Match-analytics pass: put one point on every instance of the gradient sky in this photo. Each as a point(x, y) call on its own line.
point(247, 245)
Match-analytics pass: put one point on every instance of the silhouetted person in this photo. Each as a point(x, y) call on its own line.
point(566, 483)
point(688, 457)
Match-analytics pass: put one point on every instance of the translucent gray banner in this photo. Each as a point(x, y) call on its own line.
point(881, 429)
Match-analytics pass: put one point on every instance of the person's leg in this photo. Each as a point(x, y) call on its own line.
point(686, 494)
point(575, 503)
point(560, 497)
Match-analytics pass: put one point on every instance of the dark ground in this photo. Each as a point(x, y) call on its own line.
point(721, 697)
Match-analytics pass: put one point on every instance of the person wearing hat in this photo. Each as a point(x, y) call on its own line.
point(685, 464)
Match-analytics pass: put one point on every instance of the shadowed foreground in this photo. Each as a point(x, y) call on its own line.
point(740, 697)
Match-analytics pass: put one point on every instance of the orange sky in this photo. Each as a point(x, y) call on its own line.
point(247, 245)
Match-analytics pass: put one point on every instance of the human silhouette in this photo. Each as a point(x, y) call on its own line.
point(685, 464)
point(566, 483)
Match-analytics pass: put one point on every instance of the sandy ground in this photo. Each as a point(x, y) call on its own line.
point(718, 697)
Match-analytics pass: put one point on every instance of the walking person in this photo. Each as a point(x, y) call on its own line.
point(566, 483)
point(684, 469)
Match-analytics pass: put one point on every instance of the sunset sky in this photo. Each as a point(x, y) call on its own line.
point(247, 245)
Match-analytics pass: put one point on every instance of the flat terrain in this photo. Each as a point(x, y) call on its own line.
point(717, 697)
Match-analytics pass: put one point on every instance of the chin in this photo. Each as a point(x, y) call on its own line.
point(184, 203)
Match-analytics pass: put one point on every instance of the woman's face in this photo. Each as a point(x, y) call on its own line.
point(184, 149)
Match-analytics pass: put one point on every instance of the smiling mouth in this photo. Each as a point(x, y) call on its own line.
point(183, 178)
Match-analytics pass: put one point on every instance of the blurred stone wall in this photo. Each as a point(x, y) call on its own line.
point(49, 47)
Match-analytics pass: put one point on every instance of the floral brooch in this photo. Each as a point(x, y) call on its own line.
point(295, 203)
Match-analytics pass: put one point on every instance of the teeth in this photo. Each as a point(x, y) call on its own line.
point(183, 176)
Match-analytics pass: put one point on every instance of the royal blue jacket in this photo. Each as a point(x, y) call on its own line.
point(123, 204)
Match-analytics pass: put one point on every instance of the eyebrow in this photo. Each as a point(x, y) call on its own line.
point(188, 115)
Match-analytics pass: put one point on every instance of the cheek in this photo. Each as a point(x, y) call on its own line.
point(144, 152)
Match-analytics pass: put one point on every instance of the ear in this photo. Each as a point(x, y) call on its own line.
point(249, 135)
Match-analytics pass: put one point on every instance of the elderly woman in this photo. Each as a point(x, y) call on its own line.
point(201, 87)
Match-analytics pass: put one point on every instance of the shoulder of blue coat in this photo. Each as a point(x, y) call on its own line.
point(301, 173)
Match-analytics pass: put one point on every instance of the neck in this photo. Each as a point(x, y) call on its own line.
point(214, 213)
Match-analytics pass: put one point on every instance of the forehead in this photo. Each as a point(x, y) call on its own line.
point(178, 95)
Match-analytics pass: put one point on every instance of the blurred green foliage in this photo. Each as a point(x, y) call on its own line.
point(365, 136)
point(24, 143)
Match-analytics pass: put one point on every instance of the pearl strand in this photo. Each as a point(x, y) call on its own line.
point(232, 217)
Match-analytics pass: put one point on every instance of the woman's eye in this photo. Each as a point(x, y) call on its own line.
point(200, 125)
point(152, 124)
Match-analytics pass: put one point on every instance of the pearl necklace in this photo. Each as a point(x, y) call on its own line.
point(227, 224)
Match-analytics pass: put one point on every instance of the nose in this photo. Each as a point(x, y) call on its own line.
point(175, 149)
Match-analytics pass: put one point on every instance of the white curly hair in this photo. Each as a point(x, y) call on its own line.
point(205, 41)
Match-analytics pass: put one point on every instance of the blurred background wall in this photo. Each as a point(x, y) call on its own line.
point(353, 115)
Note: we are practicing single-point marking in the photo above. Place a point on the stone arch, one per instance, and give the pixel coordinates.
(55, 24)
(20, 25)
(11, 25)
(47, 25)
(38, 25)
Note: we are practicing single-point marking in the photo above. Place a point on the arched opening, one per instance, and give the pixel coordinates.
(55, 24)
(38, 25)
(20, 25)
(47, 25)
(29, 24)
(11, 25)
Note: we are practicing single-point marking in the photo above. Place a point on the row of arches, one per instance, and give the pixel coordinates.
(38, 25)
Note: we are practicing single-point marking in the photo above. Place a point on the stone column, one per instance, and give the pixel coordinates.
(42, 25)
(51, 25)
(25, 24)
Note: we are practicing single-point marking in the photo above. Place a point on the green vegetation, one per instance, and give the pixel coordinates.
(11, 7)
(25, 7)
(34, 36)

= = = = = = =

Problem description:
Please repeat the listing word for word.

Completed task:
Match-analytics pass: put one point on every instance of the gradient sky in this photo. Each as a point(x, y) call on its own line.
point(247, 245)
Match-analytics pass: put one point on every instance of the silhouetted person in this photo. Each as a point(x, y) call on its own line.
point(566, 483)
point(688, 457)
Match-analytics pass: put one point on every instance of the translucent gray banner in this photo. Each as a point(x, y) call on its own line.
point(881, 429)
Match-analytics pass: put one point on every instance of the person's leg in this photo. Each as a point(x, y) call on its own line.
point(686, 494)
point(575, 503)
point(560, 497)
Match-analytics pass: put one point on every instance of the dark ground in this photo. Each as a point(x, y) call on its own line.
point(721, 697)
Match-analytics pass: put one point on every instance of the person wearing hat in this photo. Each as a point(x, y) call on its own line.
point(685, 464)
Match-analytics pass: put one point on every instance of the shadowed foreground in this photo. Each as a point(x, y) call on its own line.
point(740, 697)
Match-analytics pass: put one point on every instance of the orange sky in this photo. Each as a point(x, y) call on its own line.
point(247, 245)
Match-analytics pass: put one point on every instance of the human silhouette in this photo. Each as a point(x, y) call on its own line.
point(685, 464)
point(566, 483)
Match-analytics pass: put one point on every instance of the sandy ground in this photo. Each as a point(x, y) call on its own line.
point(718, 697)
Match-analytics pass: put one point on every instance of the walking person in this photo. Each as a point(x, y) call on its own line.
point(566, 483)
point(684, 469)
Match-analytics pass: put one point on every instance of the sunset sky in this photo. Each as a point(x, y) call on its own line.
point(247, 245)
Match-analytics pass: put one point on every instance of the flat terrain in this photo. Each as a point(x, y) call on its own line.
point(717, 697)
Match-analytics pass: put one point on every instance of the chin in this photo. Each as a point(x, y) call on its own line.
point(184, 203)
Match-analytics pass: put one point on every instance of the woman's face in this photo. Each as a point(x, y) call on its own line.
point(184, 149)
Match-analytics pass: put one point on every instance of the smiling mouth in this photo. Each as a point(x, y) call on its own line.
point(183, 178)
Match-analytics pass: put one point on every instance of the blurred stone wall in this photo. Each as a point(x, y) call on its own line.
point(49, 47)
Match-analytics pass: put one point on every instance of the floral brooch in this photo. Each as a point(x, y) call on its own line.
point(295, 203)
Match-analytics pass: put one point on every instance of the teeth in this photo. Each as a point(x, y) call on its own line.
point(183, 176)
Match-analytics pass: put one point on every instance of the royal blue jacket in this photo. Each as a point(x, y) call on its own line.
point(123, 204)
Match-analytics pass: put one point on every instance of the eyebrow in this photo. Each as a point(x, y) call on its own line.
point(188, 115)
Match-analytics pass: put one point on every instance of the cheek in this photo. Each as a point(x, y) call on its own line.
point(144, 152)
Match-analytics pass: put one point on every instance of the ear in this photo. Each as a point(x, y) call on its own line.
point(249, 135)
Match-analytics pass: put one point on every instance of the elderly woman in this photo. Each as a point(x, y) call on its own line.
point(201, 87)
Match-analytics pass: put one point on every instance of the shoulder of blue coat in this photo. Each as a point(x, y) call on its own line.
point(301, 173)
Match-analytics pass: put one point on every instance of the neck in this photo. Each as a point(x, y) call on its own line.
point(214, 213)
Match-analytics pass: put one point on every instance of the forehead in this photo. Each as a point(x, y) call on its own line.
point(178, 95)
Match-analytics pass: put one point on every instance of the blurred green foliage in this photo. Each as a point(x, y) call on its own line.
point(365, 136)
point(24, 143)
Match-analytics pass: put one point on every instance of the pearl strand in this photo. Each as a point(x, y) call on its own line.
point(232, 217)
Match-analytics pass: put one point on every instance of the woman's eye in this photo. Each as a point(x, y) call on its own line.
point(200, 125)
point(152, 124)
Match-analytics pass: put one point on every instance of the pearl necklace in this photo. Each as a point(x, y) call on its own line.
point(227, 224)
Match-analytics pass: put one point on every instance of the nose in this photo. Each as a point(x, y) call on its own line.
point(175, 149)
Match-analytics pass: put one point on every instance of the white curly hair in this photo. Each as a point(x, y) call on its own line.
point(205, 41)
Match-analytics pass: put one point on every instance of the blurred background wall in this photo. Each as a point(x, y) call on its own line.
point(353, 115)
Note: we are practicing single-point marking in the photo above. Place a point on the stone arch, one per instance, and give the pixel coordinates.
(55, 24)
(20, 25)
(11, 25)
(47, 25)
(38, 25)
Note: we are practicing single-point marking in the photo above. Place a point on the arched opening, one per instance, and give the pixel coordinates.
(55, 24)
(38, 25)
(20, 25)
(47, 25)
(29, 24)
(11, 25)
Note: we are practicing single-point marking in the photo above. Place a point on the row of arches, one per instance, and give the pixel coordinates.
(38, 25)
Note: we are practicing single-point marking in the photo above. Place a point on the stone column, one per instance, and give the pixel coordinates.
(42, 25)
(51, 25)
(25, 24)
Note: we are practicing single-point marking in the photo above. Place a point on the green vegetation, one per instance, and give the pixel coordinates.
(11, 7)
(25, 7)
(34, 36)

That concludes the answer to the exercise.